> Aim of the task
Extract every line below that contains the string "positive", treating uppercase and lowercase as different.

> Stored items
──────────
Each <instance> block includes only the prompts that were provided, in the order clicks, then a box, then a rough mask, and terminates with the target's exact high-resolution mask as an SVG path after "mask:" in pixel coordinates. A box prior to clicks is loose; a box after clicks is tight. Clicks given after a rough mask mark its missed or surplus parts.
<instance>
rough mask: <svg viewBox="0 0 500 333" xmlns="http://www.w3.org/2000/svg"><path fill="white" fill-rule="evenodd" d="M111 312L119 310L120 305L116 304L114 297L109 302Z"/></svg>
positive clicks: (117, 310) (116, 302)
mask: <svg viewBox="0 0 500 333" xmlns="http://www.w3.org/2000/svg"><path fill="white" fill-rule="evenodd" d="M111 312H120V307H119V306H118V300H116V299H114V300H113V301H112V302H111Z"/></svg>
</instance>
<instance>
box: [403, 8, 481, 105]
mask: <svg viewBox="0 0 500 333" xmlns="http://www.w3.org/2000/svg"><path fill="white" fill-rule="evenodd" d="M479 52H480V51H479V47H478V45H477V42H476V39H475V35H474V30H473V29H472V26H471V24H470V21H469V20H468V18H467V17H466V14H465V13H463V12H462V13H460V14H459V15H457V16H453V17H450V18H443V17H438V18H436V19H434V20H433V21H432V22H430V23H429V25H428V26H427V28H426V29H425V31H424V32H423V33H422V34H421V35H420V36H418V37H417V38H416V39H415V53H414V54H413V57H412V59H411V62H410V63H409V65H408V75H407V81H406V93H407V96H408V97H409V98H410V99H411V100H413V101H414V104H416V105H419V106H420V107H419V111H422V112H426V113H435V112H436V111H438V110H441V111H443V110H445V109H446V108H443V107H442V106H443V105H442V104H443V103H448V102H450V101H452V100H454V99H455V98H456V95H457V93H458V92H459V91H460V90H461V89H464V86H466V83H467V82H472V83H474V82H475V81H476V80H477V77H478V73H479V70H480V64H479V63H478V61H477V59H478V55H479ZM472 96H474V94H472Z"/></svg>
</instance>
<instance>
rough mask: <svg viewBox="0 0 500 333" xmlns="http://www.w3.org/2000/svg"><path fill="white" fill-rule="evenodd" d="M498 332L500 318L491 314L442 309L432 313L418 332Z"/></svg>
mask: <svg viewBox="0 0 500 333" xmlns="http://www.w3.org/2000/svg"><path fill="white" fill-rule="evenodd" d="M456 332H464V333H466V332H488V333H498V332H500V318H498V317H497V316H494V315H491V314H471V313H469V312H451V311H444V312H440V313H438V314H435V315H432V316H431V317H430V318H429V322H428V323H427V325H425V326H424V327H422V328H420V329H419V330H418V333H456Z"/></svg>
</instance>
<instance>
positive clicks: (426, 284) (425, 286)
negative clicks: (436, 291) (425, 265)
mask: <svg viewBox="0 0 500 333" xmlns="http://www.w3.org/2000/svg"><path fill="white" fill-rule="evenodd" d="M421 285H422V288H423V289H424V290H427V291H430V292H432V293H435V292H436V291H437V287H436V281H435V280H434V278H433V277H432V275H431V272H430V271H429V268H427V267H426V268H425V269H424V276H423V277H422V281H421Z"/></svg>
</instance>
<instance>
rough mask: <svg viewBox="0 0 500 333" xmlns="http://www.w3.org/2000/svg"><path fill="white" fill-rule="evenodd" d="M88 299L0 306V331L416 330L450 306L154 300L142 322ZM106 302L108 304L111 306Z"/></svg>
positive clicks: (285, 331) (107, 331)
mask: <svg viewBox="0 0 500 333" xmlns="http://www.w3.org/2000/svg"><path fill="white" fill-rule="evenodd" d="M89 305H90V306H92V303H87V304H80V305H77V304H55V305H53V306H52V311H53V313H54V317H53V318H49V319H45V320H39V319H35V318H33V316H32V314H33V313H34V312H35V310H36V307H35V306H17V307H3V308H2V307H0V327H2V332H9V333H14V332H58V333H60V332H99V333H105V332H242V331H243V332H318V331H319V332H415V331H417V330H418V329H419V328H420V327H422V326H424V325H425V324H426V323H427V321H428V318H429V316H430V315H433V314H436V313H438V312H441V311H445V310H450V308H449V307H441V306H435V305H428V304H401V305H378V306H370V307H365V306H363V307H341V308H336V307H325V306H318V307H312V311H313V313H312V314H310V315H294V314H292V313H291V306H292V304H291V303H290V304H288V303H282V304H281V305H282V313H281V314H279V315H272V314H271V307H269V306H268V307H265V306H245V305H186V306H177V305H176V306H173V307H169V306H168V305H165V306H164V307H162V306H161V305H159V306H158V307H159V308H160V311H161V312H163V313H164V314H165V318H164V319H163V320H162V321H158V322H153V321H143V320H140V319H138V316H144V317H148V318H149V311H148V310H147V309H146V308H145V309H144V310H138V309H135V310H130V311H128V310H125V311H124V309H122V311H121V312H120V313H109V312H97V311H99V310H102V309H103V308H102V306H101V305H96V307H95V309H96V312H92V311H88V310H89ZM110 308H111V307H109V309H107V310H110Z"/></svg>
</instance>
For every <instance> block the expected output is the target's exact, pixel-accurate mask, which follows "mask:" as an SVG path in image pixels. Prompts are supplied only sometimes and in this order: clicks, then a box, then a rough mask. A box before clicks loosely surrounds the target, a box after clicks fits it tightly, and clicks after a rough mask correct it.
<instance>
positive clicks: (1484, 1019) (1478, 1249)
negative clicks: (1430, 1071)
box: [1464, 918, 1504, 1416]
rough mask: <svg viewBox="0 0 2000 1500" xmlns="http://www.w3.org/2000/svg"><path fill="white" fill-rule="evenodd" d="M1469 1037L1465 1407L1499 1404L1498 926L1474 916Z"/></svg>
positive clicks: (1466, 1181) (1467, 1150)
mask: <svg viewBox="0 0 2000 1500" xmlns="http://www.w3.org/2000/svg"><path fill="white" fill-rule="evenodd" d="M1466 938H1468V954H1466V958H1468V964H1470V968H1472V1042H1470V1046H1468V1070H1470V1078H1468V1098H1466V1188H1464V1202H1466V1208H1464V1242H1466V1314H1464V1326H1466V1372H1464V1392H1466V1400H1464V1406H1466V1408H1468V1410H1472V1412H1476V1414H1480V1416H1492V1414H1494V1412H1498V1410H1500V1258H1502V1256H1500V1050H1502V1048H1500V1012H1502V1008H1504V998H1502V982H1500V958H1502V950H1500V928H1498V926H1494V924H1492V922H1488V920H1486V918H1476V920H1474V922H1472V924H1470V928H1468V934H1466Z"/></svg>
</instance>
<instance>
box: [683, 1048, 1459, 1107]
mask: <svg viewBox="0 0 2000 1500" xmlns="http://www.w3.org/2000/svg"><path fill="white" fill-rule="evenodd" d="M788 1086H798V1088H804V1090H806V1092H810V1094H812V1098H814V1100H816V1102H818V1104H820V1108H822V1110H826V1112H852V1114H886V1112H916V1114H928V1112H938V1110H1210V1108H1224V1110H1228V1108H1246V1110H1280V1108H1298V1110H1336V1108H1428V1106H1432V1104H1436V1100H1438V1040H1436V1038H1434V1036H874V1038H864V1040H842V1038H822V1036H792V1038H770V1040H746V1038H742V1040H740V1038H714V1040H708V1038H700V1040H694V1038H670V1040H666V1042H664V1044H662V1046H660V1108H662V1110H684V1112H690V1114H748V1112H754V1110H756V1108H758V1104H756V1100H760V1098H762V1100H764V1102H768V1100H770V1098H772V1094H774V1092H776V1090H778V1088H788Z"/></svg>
──────────
> Your solution
positive clicks: (117, 310) (116, 302)
positive clicks: (426, 284) (425, 286)
positive clicks: (285, 331) (107, 331)
positive clicks: (1484, 1019) (1478, 1249)
positive clicks: (1466, 1181) (1467, 1150)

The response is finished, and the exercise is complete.